• **Work instruction**
Go through the lines below and copy each one that holds the string "skyline".

BEGIN Data to process

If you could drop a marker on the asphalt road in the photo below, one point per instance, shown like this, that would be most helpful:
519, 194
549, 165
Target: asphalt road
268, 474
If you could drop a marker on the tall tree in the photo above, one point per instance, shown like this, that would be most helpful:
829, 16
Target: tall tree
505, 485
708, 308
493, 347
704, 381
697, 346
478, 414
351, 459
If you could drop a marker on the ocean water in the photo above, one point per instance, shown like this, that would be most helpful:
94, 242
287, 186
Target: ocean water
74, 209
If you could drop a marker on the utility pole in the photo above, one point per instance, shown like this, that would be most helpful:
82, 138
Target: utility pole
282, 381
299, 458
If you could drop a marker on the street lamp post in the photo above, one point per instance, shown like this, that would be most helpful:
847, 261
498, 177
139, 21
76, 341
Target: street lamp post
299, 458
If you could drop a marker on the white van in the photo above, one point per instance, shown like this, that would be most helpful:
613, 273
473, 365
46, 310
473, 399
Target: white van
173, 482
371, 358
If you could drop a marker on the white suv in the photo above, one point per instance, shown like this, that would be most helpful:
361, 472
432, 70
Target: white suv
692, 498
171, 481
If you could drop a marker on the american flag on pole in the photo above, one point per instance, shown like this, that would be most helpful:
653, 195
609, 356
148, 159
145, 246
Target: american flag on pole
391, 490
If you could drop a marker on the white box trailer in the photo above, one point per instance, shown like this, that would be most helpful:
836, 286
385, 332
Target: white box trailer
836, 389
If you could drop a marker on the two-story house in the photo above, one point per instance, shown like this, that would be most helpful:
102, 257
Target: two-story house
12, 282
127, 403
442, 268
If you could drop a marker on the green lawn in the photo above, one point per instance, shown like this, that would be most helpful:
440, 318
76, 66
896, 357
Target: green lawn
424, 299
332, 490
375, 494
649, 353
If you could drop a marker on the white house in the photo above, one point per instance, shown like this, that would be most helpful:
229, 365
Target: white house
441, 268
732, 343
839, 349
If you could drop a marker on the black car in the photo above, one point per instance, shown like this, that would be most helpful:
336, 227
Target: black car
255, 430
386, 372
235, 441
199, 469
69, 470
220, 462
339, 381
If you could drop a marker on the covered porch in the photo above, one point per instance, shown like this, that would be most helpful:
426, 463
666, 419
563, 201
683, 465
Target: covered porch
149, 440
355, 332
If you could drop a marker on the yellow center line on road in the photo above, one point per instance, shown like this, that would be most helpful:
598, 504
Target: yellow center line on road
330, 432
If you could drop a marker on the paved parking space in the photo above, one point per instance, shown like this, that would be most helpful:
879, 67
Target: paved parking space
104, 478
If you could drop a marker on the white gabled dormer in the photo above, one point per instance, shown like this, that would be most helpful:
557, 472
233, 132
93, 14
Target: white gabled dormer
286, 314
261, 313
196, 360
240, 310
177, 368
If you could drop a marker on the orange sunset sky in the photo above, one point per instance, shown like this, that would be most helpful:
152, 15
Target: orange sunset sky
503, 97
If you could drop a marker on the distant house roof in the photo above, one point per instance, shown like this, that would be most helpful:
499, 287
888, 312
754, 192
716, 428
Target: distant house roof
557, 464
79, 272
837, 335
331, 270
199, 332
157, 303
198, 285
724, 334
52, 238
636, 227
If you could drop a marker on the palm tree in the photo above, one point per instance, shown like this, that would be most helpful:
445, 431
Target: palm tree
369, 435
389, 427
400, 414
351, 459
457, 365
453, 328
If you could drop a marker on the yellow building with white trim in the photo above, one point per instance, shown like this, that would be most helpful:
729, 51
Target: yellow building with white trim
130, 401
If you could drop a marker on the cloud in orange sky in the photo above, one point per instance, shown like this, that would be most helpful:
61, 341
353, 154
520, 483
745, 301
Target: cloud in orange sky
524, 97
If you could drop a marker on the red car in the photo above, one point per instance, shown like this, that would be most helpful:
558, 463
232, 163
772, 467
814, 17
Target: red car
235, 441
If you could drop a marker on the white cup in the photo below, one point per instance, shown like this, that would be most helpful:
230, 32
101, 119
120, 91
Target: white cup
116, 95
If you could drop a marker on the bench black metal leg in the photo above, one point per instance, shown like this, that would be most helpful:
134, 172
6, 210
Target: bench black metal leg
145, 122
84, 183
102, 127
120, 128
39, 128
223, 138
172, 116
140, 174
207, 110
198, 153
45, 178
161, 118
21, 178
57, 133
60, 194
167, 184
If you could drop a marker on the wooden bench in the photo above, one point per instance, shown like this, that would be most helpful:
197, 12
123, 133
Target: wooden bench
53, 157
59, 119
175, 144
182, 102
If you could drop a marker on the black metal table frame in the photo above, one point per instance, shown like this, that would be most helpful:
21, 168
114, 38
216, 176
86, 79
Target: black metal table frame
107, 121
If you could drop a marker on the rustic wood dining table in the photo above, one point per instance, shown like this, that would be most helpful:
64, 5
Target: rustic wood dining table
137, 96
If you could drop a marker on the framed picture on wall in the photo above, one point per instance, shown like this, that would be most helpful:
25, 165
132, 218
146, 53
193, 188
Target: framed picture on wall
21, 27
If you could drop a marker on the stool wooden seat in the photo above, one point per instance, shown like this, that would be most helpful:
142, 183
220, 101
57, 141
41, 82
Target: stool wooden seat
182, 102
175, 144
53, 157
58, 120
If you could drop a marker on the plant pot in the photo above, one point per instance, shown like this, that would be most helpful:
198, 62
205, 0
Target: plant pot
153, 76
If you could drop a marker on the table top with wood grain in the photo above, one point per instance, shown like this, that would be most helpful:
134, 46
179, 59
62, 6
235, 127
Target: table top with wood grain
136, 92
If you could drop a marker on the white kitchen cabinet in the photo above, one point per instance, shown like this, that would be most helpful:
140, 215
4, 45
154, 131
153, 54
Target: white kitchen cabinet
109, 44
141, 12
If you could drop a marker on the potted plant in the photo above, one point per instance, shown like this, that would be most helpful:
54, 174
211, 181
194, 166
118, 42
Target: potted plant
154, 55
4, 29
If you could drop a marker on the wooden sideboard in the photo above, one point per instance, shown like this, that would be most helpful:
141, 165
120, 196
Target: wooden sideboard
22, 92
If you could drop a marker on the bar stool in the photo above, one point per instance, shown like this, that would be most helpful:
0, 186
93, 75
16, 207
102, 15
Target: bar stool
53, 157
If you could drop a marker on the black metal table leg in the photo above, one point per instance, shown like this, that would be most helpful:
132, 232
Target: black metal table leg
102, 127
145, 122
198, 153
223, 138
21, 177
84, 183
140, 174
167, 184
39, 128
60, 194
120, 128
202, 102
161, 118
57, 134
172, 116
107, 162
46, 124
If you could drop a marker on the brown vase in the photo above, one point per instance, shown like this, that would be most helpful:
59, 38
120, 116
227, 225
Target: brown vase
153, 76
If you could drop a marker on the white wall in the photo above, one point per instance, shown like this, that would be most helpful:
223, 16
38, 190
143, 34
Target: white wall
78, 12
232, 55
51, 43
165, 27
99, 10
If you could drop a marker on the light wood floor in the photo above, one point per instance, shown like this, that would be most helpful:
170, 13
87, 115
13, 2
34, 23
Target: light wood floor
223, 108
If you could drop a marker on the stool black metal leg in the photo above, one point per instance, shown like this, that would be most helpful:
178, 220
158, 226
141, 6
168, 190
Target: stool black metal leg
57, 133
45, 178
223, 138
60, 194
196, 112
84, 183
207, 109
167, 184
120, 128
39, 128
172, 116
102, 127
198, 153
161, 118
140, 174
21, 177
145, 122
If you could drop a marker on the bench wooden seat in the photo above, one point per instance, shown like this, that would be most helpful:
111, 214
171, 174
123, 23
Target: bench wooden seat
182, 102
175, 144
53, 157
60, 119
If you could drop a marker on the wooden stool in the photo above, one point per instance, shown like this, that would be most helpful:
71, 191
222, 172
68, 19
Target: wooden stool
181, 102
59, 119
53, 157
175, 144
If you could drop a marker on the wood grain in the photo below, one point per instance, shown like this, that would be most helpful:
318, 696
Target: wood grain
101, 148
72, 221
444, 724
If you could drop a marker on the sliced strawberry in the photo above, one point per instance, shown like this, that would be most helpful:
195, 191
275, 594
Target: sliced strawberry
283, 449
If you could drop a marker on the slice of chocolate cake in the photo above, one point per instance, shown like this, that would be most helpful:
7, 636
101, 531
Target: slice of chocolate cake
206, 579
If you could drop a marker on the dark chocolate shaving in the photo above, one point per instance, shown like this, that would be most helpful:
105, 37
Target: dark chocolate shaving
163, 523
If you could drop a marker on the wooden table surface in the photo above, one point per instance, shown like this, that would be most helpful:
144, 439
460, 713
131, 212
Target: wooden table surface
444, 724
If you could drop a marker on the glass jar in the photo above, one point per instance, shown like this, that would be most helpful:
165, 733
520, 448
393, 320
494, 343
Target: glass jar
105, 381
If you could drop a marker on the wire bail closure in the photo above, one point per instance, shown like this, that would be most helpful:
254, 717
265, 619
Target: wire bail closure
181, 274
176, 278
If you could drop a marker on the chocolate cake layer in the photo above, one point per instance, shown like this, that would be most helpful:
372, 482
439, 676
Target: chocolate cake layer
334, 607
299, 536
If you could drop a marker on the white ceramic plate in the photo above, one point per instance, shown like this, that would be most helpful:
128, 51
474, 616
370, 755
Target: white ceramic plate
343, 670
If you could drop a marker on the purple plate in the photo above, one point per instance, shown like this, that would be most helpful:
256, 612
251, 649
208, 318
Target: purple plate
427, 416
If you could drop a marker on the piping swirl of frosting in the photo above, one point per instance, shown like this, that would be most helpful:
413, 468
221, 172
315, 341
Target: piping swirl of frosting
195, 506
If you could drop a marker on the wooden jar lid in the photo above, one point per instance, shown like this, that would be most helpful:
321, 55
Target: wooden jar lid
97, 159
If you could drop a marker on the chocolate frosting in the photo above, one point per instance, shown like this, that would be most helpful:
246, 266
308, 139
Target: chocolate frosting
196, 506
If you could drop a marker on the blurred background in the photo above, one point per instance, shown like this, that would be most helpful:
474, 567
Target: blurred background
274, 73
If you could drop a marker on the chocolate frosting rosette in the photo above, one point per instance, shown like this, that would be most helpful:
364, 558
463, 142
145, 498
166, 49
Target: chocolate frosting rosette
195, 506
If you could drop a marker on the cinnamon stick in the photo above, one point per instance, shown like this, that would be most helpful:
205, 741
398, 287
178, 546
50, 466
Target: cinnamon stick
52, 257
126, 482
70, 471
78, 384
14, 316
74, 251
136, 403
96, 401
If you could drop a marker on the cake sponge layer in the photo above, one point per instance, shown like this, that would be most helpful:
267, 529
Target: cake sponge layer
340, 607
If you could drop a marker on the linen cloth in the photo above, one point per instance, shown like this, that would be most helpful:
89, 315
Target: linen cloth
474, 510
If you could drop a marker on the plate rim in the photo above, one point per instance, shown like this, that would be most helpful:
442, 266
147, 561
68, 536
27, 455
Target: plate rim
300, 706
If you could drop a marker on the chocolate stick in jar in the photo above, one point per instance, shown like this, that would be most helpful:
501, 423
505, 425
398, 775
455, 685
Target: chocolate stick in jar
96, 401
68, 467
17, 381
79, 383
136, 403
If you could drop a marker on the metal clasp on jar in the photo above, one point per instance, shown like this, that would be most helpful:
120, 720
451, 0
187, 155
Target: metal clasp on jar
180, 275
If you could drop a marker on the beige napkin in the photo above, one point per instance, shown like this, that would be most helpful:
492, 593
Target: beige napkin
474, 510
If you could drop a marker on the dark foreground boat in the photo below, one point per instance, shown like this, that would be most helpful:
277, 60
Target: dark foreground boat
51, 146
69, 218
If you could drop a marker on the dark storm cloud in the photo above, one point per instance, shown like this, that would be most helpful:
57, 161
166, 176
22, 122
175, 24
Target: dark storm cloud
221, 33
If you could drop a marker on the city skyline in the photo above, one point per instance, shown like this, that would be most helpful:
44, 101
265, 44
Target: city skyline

END Data to process

• **Solution for this problem**
If you could drop a marker on the city skyline in the photo above, one point per instance, shown like this, that would be most helpful:
Target: city skyline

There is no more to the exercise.